SOURCE RECORDS -
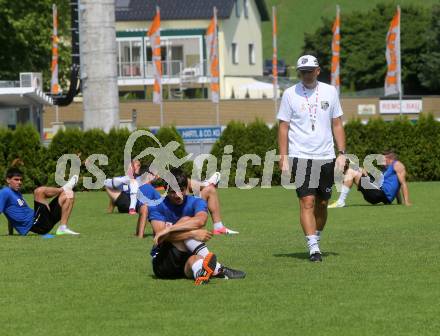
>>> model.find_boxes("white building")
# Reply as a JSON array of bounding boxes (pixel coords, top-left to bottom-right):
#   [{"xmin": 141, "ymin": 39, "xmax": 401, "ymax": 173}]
[{"xmin": 115, "ymin": 0, "xmax": 270, "ymax": 99}]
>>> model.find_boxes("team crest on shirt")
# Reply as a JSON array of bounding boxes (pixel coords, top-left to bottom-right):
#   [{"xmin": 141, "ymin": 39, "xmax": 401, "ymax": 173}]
[
  {"xmin": 320, "ymin": 101, "xmax": 329, "ymax": 110},
  {"xmin": 17, "ymin": 199, "xmax": 24, "ymax": 206},
  {"xmin": 300, "ymin": 103, "xmax": 307, "ymax": 112}
]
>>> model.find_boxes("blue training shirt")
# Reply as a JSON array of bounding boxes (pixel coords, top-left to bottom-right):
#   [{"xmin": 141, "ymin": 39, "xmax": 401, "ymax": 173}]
[
  {"xmin": 148, "ymin": 195, "xmax": 207, "ymax": 224},
  {"xmin": 137, "ymin": 183, "xmax": 162, "ymax": 208},
  {"xmin": 381, "ymin": 161, "xmax": 401, "ymax": 202},
  {"xmin": 0, "ymin": 187, "xmax": 34, "ymax": 235}
]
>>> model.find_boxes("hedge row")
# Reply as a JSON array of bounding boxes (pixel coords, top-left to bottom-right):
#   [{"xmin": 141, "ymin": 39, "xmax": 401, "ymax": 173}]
[
  {"xmin": 1, "ymin": 116, "xmax": 439, "ymax": 192},
  {"xmin": 0, "ymin": 125, "xmax": 190, "ymax": 193},
  {"xmin": 209, "ymin": 115, "xmax": 440, "ymax": 185}
]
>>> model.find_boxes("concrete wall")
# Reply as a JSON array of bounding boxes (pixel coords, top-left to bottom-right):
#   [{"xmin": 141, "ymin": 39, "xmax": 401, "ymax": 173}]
[{"xmin": 44, "ymin": 97, "xmax": 440, "ymax": 129}]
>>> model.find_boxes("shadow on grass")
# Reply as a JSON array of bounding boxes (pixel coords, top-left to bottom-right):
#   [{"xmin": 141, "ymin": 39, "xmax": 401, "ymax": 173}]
[
  {"xmin": 341, "ymin": 203, "xmax": 400, "ymax": 208},
  {"xmin": 273, "ymin": 251, "xmax": 339, "ymax": 260}
]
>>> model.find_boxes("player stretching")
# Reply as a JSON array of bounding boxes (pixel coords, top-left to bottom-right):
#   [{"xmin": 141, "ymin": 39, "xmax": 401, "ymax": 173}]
[
  {"xmin": 0, "ymin": 167, "xmax": 79, "ymax": 236},
  {"xmin": 149, "ymin": 168, "xmax": 245, "ymax": 284}
]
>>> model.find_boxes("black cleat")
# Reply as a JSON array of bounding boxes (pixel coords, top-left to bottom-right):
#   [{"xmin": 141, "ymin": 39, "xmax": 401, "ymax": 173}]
[
  {"xmin": 194, "ymin": 253, "xmax": 217, "ymax": 285},
  {"xmin": 215, "ymin": 266, "xmax": 246, "ymax": 279},
  {"xmin": 309, "ymin": 252, "xmax": 322, "ymax": 262}
]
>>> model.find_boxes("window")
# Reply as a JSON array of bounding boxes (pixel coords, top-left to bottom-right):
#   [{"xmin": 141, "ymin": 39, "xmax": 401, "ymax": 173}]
[
  {"xmin": 117, "ymin": 39, "xmax": 142, "ymax": 77},
  {"xmin": 243, "ymin": 0, "xmax": 249, "ymax": 18},
  {"xmin": 248, "ymin": 43, "xmax": 255, "ymax": 65},
  {"xmin": 235, "ymin": 0, "xmax": 240, "ymax": 18},
  {"xmin": 232, "ymin": 43, "xmax": 239, "ymax": 64}
]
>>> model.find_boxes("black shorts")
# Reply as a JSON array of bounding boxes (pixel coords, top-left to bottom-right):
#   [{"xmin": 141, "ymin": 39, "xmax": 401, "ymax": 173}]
[
  {"xmin": 151, "ymin": 242, "xmax": 192, "ymax": 279},
  {"xmin": 291, "ymin": 158, "xmax": 335, "ymax": 200},
  {"xmin": 114, "ymin": 192, "xmax": 130, "ymax": 213},
  {"xmin": 358, "ymin": 175, "xmax": 391, "ymax": 205},
  {"xmin": 30, "ymin": 196, "xmax": 62, "ymax": 235}
]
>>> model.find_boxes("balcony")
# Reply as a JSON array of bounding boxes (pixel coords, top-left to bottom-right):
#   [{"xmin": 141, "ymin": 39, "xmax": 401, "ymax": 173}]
[{"xmin": 117, "ymin": 60, "xmax": 209, "ymax": 87}]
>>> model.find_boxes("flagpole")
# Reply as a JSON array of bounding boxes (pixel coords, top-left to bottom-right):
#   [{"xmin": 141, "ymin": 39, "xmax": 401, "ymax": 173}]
[
  {"xmin": 272, "ymin": 6, "xmax": 278, "ymax": 117},
  {"xmin": 216, "ymin": 101, "xmax": 220, "ymax": 126},
  {"xmin": 160, "ymin": 100, "xmax": 164, "ymax": 127},
  {"xmin": 214, "ymin": 7, "xmax": 220, "ymax": 126},
  {"xmin": 397, "ymin": 5, "xmax": 402, "ymax": 117}
]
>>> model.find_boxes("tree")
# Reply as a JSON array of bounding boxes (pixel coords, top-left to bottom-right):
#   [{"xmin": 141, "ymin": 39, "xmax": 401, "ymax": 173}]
[
  {"xmin": 0, "ymin": 0, "xmax": 71, "ymax": 91},
  {"xmin": 302, "ymin": 3, "xmax": 433, "ymax": 94},
  {"xmin": 418, "ymin": 4, "xmax": 440, "ymax": 92}
]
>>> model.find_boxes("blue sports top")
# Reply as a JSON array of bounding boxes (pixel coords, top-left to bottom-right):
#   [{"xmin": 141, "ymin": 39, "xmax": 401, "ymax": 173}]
[
  {"xmin": 137, "ymin": 183, "xmax": 162, "ymax": 208},
  {"xmin": 381, "ymin": 161, "xmax": 401, "ymax": 202},
  {"xmin": 0, "ymin": 187, "xmax": 34, "ymax": 235},
  {"xmin": 148, "ymin": 195, "xmax": 207, "ymax": 224}
]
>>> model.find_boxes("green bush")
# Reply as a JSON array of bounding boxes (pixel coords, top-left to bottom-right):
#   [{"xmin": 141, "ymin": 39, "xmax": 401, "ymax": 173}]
[
  {"xmin": 0, "ymin": 128, "xmax": 13, "ymax": 179},
  {"xmin": 340, "ymin": 115, "xmax": 440, "ymax": 181},
  {"xmin": 0, "ymin": 126, "xmax": 190, "ymax": 192},
  {"xmin": 211, "ymin": 116, "xmax": 440, "ymax": 186},
  {"xmin": 6, "ymin": 124, "xmax": 47, "ymax": 191}
]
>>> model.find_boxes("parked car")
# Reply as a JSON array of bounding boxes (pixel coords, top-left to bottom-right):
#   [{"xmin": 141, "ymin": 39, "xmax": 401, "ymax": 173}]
[{"xmin": 263, "ymin": 59, "xmax": 288, "ymax": 76}]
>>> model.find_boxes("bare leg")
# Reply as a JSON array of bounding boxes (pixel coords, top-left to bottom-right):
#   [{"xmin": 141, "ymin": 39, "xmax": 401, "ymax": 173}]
[
  {"xmin": 136, "ymin": 204, "xmax": 148, "ymax": 238},
  {"xmin": 105, "ymin": 188, "xmax": 121, "ymax": 213},
  {"xmin": 34, "ymin": 186, "xmax": 63, "ymax": 204},
  {"xmin": 58, "ymin": 191, "xmax": 75, "ymax": 225},
  {"xmin": 314, "ymin": 196, "xmax": 328, "ymax": 231},
  {"xmin": 299, "ymin": 195, "xmax": 316, "ymax": 236},
  {"xmin": 199, "ymin": 185, "xmax": 222, "ymax": 223}
]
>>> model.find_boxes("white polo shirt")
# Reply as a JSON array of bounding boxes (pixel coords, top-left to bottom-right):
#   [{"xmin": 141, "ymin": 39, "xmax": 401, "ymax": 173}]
[{"xmin": 277, "ymin": 81, "xmax": 343, "ymax": 159}]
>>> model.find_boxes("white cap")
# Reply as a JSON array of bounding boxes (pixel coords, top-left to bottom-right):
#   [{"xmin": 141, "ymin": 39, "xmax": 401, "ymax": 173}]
[{"xmin": 296, "ymin": 55, "xmax": 319, "ymax": 70}]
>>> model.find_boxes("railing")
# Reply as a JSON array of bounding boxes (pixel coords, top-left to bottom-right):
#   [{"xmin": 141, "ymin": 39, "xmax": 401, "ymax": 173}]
[
  {"xmin": 0, "ymin": 81, "xmax": 20, "ymax": 88},
  {"xmin": 118, "ymin": 60, "xmax": 208, "ymax": 80}
]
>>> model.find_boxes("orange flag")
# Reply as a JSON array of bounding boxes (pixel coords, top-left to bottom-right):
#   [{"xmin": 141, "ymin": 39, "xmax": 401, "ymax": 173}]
[
  {"xmin": 148, "ymin": 7, "xmax": 162, "ymax": 104},
  {"xmin": 385, "ymin": 7, "xmax": 401, "ymax": 96},
  {"xmin": 331, "ymin": 5, "xmax": 340, "ymax": 94},
  {"xmin": 206, "ymin": 7, "xmax": 219, "ymax": 103},
  {"xmin": 272, "ymin": 6, "xmax": 278, "ymax": 100},
  {"xmin": 51, "ymin": 4, "xmax": 60, "ymax": 95}
]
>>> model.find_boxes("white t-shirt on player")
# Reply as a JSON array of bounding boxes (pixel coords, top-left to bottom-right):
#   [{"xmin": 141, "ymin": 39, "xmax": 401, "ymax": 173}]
[{"xmin": 277, "ymin": 81, "xmax": 343, "ymax": 159}]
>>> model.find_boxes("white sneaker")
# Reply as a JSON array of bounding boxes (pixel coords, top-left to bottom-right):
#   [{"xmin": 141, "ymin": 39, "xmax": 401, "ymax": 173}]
[
  {"xmin": 56, "ymin": 227, "xmax": 80, "ymax": 235},
  {"xmin": 213, "ymin": 226, "xmax": 239, "ymax": 235},
  {"xmin": 202, "ymin": 172, "xmax": 221, "ymax": 187},
  {"xmin": 328, "ymin": 201, "xmax": 345, "ymax": 208},
  {"xmin": 63, "ymin": 175, "xmax": 79, "ymax": 191}
]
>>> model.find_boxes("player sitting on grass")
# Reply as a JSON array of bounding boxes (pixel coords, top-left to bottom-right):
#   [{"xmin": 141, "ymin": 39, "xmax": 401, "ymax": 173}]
[
  {"xmin": 329, "ymin": 150, "xmax": 411, "ymax": 207},
  {"xmin": 149, "ymin": 168, "xmax": 245, "ymax": 284},
  {"xmin": 0, "ymin": 167, "xmax": 80, "ymax": 236},
  {"xmin": 106, "ymin": 161, "xmax": 239, "ymax": 236}
]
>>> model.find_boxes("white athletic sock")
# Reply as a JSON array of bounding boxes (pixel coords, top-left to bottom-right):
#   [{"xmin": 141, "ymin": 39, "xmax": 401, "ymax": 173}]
[
  {"xmin": 129, "ymin": 179, "xmax": 139, "ymax": 209},
  {"xmin": 109, "ymin": 176, "xmax": 130, "ymax": 189},
  {"xmin": 213, "ymin": 222, "xmax": 224, "ymax": 230},
  {"xmin": 59, "ymin": 224, "xmax": 67, "ymax": 231},
  {"xmin": 184, "ymin": 239, "xmax": 222, "ymax": 275},
  {"xmin": 316, "ymin": 230, "xmax": 322, "ymax": 242},
  {"xmin": 191, "ymin": 258, "xmax": 204, "ymax": 279},
  {"xmin": 338, "ymin": 185, "xmax": 350, "ymax": 204},
  {"xmin": 305, "ymin": 235, "xmax": 320, "ymax": 255},
  {"xmin": 184, "ymin": 239, "xmax": 209, "ymax": 257}
]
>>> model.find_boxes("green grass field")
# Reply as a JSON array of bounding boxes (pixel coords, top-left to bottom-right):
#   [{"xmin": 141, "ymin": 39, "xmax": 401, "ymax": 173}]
[
  {"xmin": 1, "ymin": 182, "xmax": 439, "ymax": 336},
  {"xmin": 262, "ymin": 0, "xmax": 439, "ymax": 68}
]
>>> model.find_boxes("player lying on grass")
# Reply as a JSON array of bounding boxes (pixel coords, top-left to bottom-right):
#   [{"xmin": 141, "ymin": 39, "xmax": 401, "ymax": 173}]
[
  {"xmin": 148, "ymin": 168, "xmax": 245, "ymax": 284},
  {"xmin": 329, "ymin": 150, "xmax": 411, "ymax": 207},
  {"xmin": 0, "ymin": 167, "xmax": 80, "ymax": 236}
]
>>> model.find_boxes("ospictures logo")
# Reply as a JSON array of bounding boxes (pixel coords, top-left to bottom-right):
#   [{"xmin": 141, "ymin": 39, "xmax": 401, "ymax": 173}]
[{"xmin": 54, "ymin": 130, "xmax": 386, "ymax": 205}]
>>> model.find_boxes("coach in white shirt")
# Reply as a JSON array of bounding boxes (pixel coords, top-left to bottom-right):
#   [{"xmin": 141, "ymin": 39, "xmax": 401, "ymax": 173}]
[{"xmin": 277, "ymin": 55, "xmax": 346, "ymax": 262}]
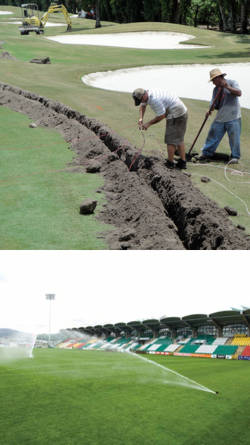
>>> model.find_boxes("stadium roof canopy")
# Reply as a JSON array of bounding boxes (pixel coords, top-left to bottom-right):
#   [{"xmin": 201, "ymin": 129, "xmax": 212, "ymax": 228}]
[
  {"xmin": 209, "ymin": 310, "xmax": 250, "ymax": 328},
  {"xmin": 160, "ymin": 317, "xmax": 188, "ymax": 330},
  {"xmin": 114, "ymin": 322, "xmax": 133, "ymax": 334},
  {"xmin": 75, "ymin": 309, "xmax": 250, "ymax": 337},
  {"xmin": 127, "ymin": 321, "xmax": 149, "ymax": 333},
  {"xmin": 182, "ymin": 314, "xmax": 214, "ymax": 328}
]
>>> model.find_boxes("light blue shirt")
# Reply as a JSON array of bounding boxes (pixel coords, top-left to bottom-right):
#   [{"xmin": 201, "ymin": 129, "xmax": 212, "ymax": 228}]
[{"xmin": 213, "ymin": 79, "xmax": 241, "ymax": 123}]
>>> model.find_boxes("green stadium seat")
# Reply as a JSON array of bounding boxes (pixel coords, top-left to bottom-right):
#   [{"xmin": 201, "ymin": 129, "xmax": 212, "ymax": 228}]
[
  {"xmin": 179, "ymin": 344, "xmax": 199, "ymax": 353},
  {"xmin": 213, "ymin": 345, "xmax": 238, "ymax": 356}
]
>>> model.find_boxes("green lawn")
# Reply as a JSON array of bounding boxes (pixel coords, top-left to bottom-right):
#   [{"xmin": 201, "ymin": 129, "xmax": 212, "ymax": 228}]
[
  {"xmin": 0, "ymin": 7, "xmax": 250, "ymax": 245},
  {"xmin": 0, "ymin": 107, "xmax": 109, "ymax": 249},
  {"xmin": 0, "ymin": 349, "xmax": 249, "ymax": 445}
]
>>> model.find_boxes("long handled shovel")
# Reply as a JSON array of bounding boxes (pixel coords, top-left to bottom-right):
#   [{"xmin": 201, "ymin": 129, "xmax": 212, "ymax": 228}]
[{"xmin": 186, "ymin": 87, "xmax": 222, "ymax": 161}]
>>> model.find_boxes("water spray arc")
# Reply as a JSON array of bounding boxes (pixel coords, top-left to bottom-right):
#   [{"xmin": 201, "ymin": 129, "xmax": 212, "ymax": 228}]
[
  {"xmin": 57, "ymin": 332, "xmax": 217, "ymax": 394},
  {"xmin": 127, "ymin": 350, "xmax": 216, "ymax": 394},
  {"xmin": 45, "ymin": 293, "xmax": 55, "ymax": 346},
  {"xmin": 0, "ymin": 329, "xmax": 37, "ymax": 362}
]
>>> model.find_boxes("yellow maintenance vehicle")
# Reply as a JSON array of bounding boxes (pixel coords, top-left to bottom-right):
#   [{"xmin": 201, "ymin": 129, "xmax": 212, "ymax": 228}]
[{"xmin": 19, "ymin": 2, "xmax": 72, "ymax": 35}]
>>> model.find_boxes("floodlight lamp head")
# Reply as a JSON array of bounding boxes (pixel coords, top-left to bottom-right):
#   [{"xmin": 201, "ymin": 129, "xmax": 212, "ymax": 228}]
[{"xmin": 46, "ymin": 294, "xmax": 55, "ymax": 300}]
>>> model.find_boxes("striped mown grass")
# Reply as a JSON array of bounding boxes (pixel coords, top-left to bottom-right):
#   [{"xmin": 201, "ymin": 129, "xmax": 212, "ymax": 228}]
[{"xmin": 0, "ymin": 348, "xmax": 250, "ymax": 445}]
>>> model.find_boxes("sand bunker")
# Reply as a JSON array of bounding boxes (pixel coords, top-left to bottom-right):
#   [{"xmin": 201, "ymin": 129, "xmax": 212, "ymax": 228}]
[
  {"xmin": 0, "ymin": 11, "xmax": 13, "ymax": 15},
  {"xmin": 82, "ymin": 63, "xmax": 250, "ymax": 109},
  {"xmin": 47, "ymin": 31, "xmax": 209, "ymax": 49}
]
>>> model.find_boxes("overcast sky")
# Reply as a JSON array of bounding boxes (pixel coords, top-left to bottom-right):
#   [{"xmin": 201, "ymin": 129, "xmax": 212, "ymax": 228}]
[{"xmin": 0, "ymin": 251, "xmax": 249, "ymax": 334}]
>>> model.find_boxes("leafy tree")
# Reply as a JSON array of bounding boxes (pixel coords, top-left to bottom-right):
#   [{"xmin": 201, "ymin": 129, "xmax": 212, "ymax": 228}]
[
  {"xmin": 2, "ymin": 0, "xmax": 249, "ymax": 32},
  {"xmin": 95, "ymin": 0, "xmax": 101, "ymax": 27},
  {"xmin": 144, "ymin": 0, "xmax": 162, "ymax": 22},
  {"xmin": 239, "ymin": 0, "xmax": 249, "ymax": 34},
  {"xmin": 217, "ymin": 0, "xmax": 238, "ymax": 32},
  {"xmin": 179, "ymin": 0, "xmax": 192, "ymax": 25},
  {"xmin": 187, "ymin": 0, "xmax": 219, "ymax": 28},
  {"xmin": 99, "ymin": 0, "xmax": 113, "ymax": 21},
  {"xmin": 109, "ymin": 0, "xmax": 126, "ymax": 22}
]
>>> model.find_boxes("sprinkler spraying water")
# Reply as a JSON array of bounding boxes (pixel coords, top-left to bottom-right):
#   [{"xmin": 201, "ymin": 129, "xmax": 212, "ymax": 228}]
[
  {"xmin": 67, "ymin": 333, "xmax": 217, "ymax": 395},
  {"xmin": 128, "ymin": 350, "xmax": 216, "ymax": 394},
  {"xmin": 0, "ymin": 328, "xmax": 37, "ymax": 362}
]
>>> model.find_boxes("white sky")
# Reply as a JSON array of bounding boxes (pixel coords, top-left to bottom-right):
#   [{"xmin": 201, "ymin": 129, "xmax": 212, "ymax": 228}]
[{"xmin": 0, "ymin": 251, "xmax": 249, "ymax": 334}]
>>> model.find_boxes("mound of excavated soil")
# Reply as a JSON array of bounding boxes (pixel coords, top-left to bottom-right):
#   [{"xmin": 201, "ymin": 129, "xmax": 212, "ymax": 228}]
[
  {"xmin": 0, "ymin": 51, "xmax": 16, "ymax": 60},
  {"xmin": 0, "ymin": 81, "xmax": 249, "ymax": 250}
]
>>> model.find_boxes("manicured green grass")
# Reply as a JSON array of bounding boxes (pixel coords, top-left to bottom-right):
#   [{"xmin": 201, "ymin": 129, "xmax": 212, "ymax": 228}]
[
  {"xmin": 0, "ymin": 7, "xmax": 250, "ymax": 241},
  {"xmin": 0, "ymin": 107, "xmax": 109, "ymax": 249},
  {"xmin": 0, "ymin": 349, "xmax": 249, "ymax": 445}
]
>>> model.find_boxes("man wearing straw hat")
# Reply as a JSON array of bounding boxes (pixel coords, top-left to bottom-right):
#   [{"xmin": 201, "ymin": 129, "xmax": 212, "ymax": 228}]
[
  {"xmin": 132, "ymin": 88, "xmax": 188, "ymax": 169},
  {"xmin": 199, "ymin": 68, "xmax": 242, "ymax": 163}
]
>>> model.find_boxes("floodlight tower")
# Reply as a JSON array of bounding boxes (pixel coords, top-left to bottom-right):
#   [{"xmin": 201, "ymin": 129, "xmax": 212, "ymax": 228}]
[{"xmin": 45, "ymin": 293, "xmax": 55, "ymax": 346}]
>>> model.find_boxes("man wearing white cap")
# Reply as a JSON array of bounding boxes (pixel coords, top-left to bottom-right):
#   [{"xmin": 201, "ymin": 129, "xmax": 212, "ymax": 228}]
[
  {"xmin": 132, "ymin": 88, "xmax": 188, "ymax": 169},
  {"xmin": 200, "ymin": 68, "xmax": 242, "ymax": 163}
]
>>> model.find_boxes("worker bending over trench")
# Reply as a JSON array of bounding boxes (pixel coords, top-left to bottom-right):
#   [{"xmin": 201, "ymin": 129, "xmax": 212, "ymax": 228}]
[{"xmin": 132, "ymin": 88, "xmax": 188, "ymax": 170}]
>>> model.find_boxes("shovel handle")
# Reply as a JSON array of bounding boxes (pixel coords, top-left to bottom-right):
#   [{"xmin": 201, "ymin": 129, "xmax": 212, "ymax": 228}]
[{"xmin": 188, "ymin": 87, "xmax": 222, "ymax": 156}]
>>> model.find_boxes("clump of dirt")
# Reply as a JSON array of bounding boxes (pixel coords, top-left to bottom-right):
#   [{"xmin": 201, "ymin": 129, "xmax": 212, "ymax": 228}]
[
  {"xmin": 30, "ymin": 57, "xmax": 51, "ymax": 64},
  {"xmin": 0, "ymin": 51, "xmax": 16, "ymax": 60},
  {"xmin": 0, "ymin": 81, "xmax": 249, "ymax": 250}
]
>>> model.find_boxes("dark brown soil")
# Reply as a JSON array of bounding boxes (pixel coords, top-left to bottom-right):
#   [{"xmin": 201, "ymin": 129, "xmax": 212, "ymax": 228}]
[{"xmin": 1, "ymin": 81, "xmax": 249, "ymax": 250}]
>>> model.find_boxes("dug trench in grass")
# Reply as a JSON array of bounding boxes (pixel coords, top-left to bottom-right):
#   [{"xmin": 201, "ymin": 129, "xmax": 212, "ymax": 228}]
[
  {"xmin": 82, "ymin": 123, "xmax": 250, "ymax": 222},
  {"xmin": 120, "ymin": 119, "xmax": 250, "ymax": 219},
  {"xmin": 1, "ymin": 81, "xmax": 250, "ymax": 249},
  {"xmin": 103, "ymin": 116, "xmax": 250, "ymax": 235},
  {"xmin": 0, "ymin": 85, "xmax": 184, "ymax": 250},
  {"xmin": 130, "ymin": 85, "xmax": 250, "ymax": 227},
  {"xmin": 127, "ymin": 124, "xmax": 250, "ymax": 223}
]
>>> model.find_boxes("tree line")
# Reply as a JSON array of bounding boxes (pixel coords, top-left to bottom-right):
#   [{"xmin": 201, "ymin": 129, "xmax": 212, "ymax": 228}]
[
  {"xmin": 3, "ymin": 0, "xmax": 249, "ymax": 33},
  {"xmin": 96, "ymin": 0, "xmax": 249, "ymax": 33}
]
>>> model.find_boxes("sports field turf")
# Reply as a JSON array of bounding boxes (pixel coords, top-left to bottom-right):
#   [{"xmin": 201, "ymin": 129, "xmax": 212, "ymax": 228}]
[
  {"xmin": 0, "ymin": 6, "xmax": 250, "ymax": 247},
  {"xmin": 0, "ymin": 349, "xmax": 249, "ymax": 445}
]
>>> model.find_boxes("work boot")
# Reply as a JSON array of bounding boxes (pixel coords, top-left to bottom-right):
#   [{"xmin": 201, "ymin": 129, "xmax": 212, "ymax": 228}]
[
  {"xmin": 176, "ymin": 159, "xmax": 187, "ymax": 169},
  {"xmin": 197, "ymin": 155, "xmax": 211, "ymax": 163},
  {"xmin": 229, "ymin": 158, "xmax": 239, "ymax": 164},
  {"xmin": 165, "ymin": 160, "xmax": 175, "ymax": 169}
]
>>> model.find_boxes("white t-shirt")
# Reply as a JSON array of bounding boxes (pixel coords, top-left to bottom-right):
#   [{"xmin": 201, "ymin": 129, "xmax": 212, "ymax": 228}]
[{"xmin": 142, "ymin": 89, "xmax": 187, "ymax": 119}]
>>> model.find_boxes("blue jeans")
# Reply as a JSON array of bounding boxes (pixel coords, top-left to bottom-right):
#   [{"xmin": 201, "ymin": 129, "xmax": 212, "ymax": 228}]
[{"xmin": 202, "ymin": 118, "xmax": 241, "ymax": 159}]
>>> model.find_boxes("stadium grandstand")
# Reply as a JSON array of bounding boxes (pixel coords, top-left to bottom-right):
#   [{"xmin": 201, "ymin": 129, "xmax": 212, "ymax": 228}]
[{"xmin": 56, "ymin": 309, "xmax": 250, "ymax": 361}]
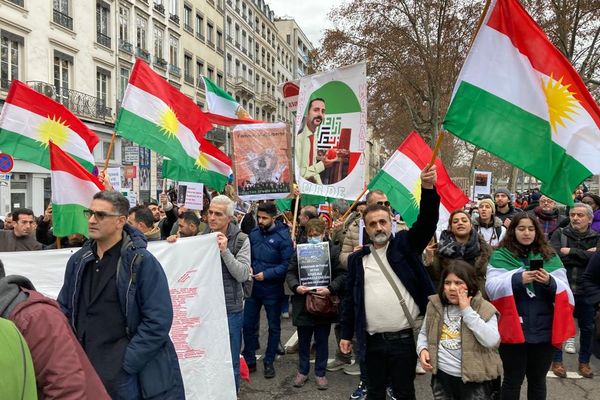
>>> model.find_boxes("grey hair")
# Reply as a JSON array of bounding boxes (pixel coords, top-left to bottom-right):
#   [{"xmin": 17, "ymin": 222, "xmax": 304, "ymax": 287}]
[
  {"xmin": 366, "ymin": 189, "xmax": 385, "ymax": 203},
  {"xmin": 571, "ymin": 202, "xmax": 594, "ymax": 220},
  {"xmin": 211, "ymin": 195, "xmax": 235, "ymax": 217},
  {"xmin": 93, "ymin": 191, "xmax": 130, "ymax": 216}
]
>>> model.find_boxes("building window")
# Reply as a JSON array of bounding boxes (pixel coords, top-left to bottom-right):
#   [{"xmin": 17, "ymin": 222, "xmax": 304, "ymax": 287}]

YOUR INSTRUCTIONS -
Copy down every line of the material above that includes the string "player".

OUTPUT FOR THIS EXERCISE -
>>> model.find_boxes("player stretching")
>>> model.find_boxes("white t-shirt on player")
>>> model.find_boxes("player sitting on grass")
>>> model.find_boxes("player lying on grass")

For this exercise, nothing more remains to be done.